#### Data shown ####

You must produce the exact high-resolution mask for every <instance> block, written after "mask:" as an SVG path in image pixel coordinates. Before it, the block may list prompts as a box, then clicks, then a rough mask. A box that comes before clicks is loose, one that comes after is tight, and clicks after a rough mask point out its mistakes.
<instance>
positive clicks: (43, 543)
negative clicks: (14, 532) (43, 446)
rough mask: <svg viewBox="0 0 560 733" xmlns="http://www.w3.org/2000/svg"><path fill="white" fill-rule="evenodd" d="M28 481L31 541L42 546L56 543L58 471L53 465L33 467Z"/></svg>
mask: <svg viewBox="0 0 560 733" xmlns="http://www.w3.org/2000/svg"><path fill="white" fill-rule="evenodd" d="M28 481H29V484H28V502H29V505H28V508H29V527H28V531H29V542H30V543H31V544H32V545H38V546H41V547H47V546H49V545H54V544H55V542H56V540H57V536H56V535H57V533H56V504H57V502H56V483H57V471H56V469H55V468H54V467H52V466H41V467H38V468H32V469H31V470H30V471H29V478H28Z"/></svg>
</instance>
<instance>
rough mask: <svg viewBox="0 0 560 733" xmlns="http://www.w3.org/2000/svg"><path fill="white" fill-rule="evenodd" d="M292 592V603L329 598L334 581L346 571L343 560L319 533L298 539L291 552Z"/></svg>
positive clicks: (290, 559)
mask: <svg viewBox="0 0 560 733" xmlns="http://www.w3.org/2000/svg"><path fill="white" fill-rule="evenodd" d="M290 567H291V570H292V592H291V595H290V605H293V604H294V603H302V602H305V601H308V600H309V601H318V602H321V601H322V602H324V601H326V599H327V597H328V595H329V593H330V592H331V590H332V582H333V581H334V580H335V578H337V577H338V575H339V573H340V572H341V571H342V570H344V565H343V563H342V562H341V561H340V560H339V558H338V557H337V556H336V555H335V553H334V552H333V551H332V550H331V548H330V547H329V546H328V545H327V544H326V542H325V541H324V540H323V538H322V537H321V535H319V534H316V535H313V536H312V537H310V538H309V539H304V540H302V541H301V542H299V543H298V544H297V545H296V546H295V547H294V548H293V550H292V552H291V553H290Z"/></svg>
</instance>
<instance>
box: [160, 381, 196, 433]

####
#### Data shown ####

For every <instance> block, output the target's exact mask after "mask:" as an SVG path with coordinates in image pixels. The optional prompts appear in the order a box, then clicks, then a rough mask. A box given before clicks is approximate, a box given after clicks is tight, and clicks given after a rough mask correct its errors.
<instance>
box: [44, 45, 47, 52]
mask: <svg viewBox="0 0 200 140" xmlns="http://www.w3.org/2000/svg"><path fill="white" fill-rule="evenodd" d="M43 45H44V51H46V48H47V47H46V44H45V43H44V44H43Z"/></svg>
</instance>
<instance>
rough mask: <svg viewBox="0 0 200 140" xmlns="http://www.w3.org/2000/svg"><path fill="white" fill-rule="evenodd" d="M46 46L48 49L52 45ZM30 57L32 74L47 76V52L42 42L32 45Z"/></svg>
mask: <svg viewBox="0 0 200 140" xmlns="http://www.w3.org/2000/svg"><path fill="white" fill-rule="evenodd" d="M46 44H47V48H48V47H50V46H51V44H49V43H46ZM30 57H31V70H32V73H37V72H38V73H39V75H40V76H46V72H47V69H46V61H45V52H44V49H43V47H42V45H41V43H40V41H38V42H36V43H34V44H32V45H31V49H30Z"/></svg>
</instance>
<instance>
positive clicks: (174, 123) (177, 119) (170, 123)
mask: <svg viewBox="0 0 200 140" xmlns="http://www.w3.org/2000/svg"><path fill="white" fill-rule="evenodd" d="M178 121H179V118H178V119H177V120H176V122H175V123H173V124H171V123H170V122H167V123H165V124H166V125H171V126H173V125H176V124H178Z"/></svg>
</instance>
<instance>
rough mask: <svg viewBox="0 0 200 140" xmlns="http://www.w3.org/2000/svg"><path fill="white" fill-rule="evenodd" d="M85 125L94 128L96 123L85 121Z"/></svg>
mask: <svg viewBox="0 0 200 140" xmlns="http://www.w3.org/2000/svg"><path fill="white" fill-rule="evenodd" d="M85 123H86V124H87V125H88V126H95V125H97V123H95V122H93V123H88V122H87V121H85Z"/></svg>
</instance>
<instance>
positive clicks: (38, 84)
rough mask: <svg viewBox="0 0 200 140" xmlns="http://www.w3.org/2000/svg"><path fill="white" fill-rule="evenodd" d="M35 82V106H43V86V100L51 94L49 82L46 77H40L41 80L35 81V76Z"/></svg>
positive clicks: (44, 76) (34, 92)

####

**Exercise prompt**.
Which of the lines in the data contain the string "exact"? Return each one.

**Task output**.
You must produce the exact high-resolution mask for every <instance> block, written after "mask:" as an SVG path in image pixel coordinates. Before it, the block may list prompts as a box, then clicks, then a rough mask. A box that comes before clicks is loose, one that comes after is tight, and clicks after a rough mask point out its mistakes.
For every <instance> block, output the target's exact mask after "mask:" as an SVG path with coordinates in image pixels. The optional prompts appear in the order a box, then clicks, then a rough mask. A box given before clicks is approximate, a box given after clicks is tight, and clicks given after a rough mask correct its errors.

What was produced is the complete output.